--- start SELECTED PASSAGE ---
For sure, but so far I haven't seen anyone say it isn't SW. People say it's bad. Meanwhile Andor is the reverse. They say it isn't SW, but they never say it's bad.
Star Wars has never been hard science fiction. Darth Bane trilogy, Death Troopers, Dawn of the Jedi, neither of those are hard science fiction. Star Wars has always had more in common in fantasy stories than it did any science fiction, that's a major element that separates something like Star Wars from something like Star Trek, which is more hard science fiction. Star Wars just happens to be a fantasy setting in space. Star Wars isn't even the only fantasy setting in space, even D&D has a separate setting for space fantasy.

As far as pulp stories being similar to YA novels today, I don't read YA novels so I can't say too much, but I highly doubt it. Pulp stories back in their heyday weren't meant exclusively for kids and there was some pretty obcene stuff in pretty much every pulp genre of the time. Science fiction, horror, western, crime, all of these genres had some pretty mature stuff in them. People forget that HP Lovecraft was a pulp writer and lots of his most famous works first appeared in pulp publications. It was common for all writers back in the day to publish their work in pulp books.

And yes people have absolutely said the Acolyte is anti-Star Wars. Most feedback about the show I've heard is that it's one of the most disrespectful shows to Star Wars they've made yet. Of all the examples you could have used, The Acolyte is one of the worst choices you could have made.
 
Star Wars has never been hard science fiction. Darth Bane trilogy, Death Troopers, Dawn of the Jedi, neither of those are hard science fiction. Star Wars has always had more in common in fantasy stories than it did any science fiction, that's a major element that separates something like Star Wars from something like Star Trek, which is more hard science fiction. Star Wars just happens to be a fantasy setting in space. Star Wars isn't even the only fantasy setting in space, even D&D has a separate setting for space fantasy.
False. The OT Star Wars' technological aspects are more hard sci-fi than most "hard science fiction" series.


The closest I've seen to hard sci-fi outside of SW is with Mobile Suit Gundam and Mass Effect, and their sequels pretty much threw that away to go with full-on space magic in Zeta Gundam and Mass Effect 3. Mass Effect 3 had the Crucible and everything it could do, and Zeta Gundam went full bananas on the Newtype shit, even making it so that space magic is essentially used to power machines like the Qubeley, as well as the Zeta and Psycho Gundams.

Even the Force-users could easily be explained away as mutants with psychic powers, which isn't exactly a new idea by the time SW rolled out. And the different sides of the Force are different schools of thought. Not to mention that unlike Q from Star Trek, who is essentially a fantasy fairy/Greek god, a Jedi or Sith can be killed with mundane means; overwhelming them with enough firepower is enough to kill them, whereas it doesn't matter if you shoot Q with a phaser or a photon torpedo, that shit ain't hurting him.
 
False. The OT Star Wars' technological aspects are more hard sci-fi than most "hard science fiction" series.


The closest I've seen to hard sci-fi outside of SW is with Mobile Suit Gundam and Mass Effect, and their sequels pretty much threw that away to go with full-on space magic in Zeta Gundam and Mass Effect 3. Mass Effect 3 had the Crucible and everything it could do, and Zeta Gundam went full bananas on the Newtype shit, even making it so that space magic is essentially used to power machines like the Qubeley, as well as the Zeta and Psycho Gundams.
--- end SELECTED PASSAGE ---
--- start RECORD EXTRACTS ---
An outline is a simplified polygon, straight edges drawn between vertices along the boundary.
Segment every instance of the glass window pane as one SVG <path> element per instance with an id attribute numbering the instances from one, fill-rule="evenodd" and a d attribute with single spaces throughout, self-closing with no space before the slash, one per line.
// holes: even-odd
--- end RECORD EXTRACTS ---
--- start RECORD EXTRACTS ---
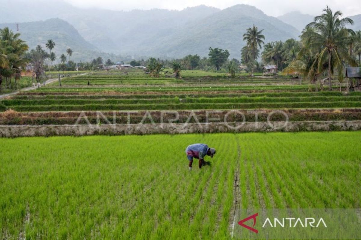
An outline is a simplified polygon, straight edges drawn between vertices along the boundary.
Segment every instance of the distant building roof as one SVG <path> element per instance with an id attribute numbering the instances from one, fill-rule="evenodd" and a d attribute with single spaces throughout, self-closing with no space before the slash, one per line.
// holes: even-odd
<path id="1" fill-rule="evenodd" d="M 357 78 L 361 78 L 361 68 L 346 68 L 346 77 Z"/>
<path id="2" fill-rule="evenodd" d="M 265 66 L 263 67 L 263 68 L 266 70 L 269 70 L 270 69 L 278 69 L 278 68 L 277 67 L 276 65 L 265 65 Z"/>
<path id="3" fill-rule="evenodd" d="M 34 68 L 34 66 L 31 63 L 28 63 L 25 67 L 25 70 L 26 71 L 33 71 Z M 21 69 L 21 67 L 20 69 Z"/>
--- end RECORD EXTRACTS ---
JOB A ▸
Answer these questions from the Star Wars discussion:
(i) Which franchise is described as more hard science fiction than Star Wars?
(ii) Which pulp writer is named as having first published many famous works in pulp publications?
(iii) Which two sequels are said to have switched to full-on space magic?
JOB B ▸ Please carry on the Star Wars discussion from the point where it stops.
These items come from a separate source and are not part of the Star Wars discussion.

WRITTEN RESPONSE A ▸
(i) Star Trek
(ii) HP Lovecraft
(iii) Zeta Gundam and Mass Effect 3

WRITTEN RESPONSE B ▸
Even the Force-users could easily be explained away as mutants with psychic powers, which isn't exactly a new idea by the time SW rolled out. And the different sides of the Force are different schools of thought. Not to mention that unlike Q from Star Trek, who is essentially a fantasy fairy/Greek god, a Jedi or Sith can be killed with mundane means; overwhelming them with enough firepower is enough to kill them, whereas it doesn't matter if you shoot Q with a phaser or a photon torpedo, that shit ain't hurting him.
False. Most real world significance that technology in Star Wars has is incidental, this whole Youtube video is a giant stretch to say the least. None of the writing in Star Wars has any emphasis on real world science with the exception of easter eggs from Lucas like the camera angle of the life pod jettisoning in ANH. Does a camera angle make something science fiction, of course not. It's all just approached as made up fantasy. Star Wars at it's founding was meant to be completely separate from anything even close to our reality, which is not what science fiction is. George Lucas, the man himself and not some youtuber, has said
I knew from the very beginning that I was not doing science fiction. I was doing a space opera, a fantasy film, a mythological piece, a fairy tale. I really thought I needed to establish from the start that this was a completely made up world so that I could do anything I wanted."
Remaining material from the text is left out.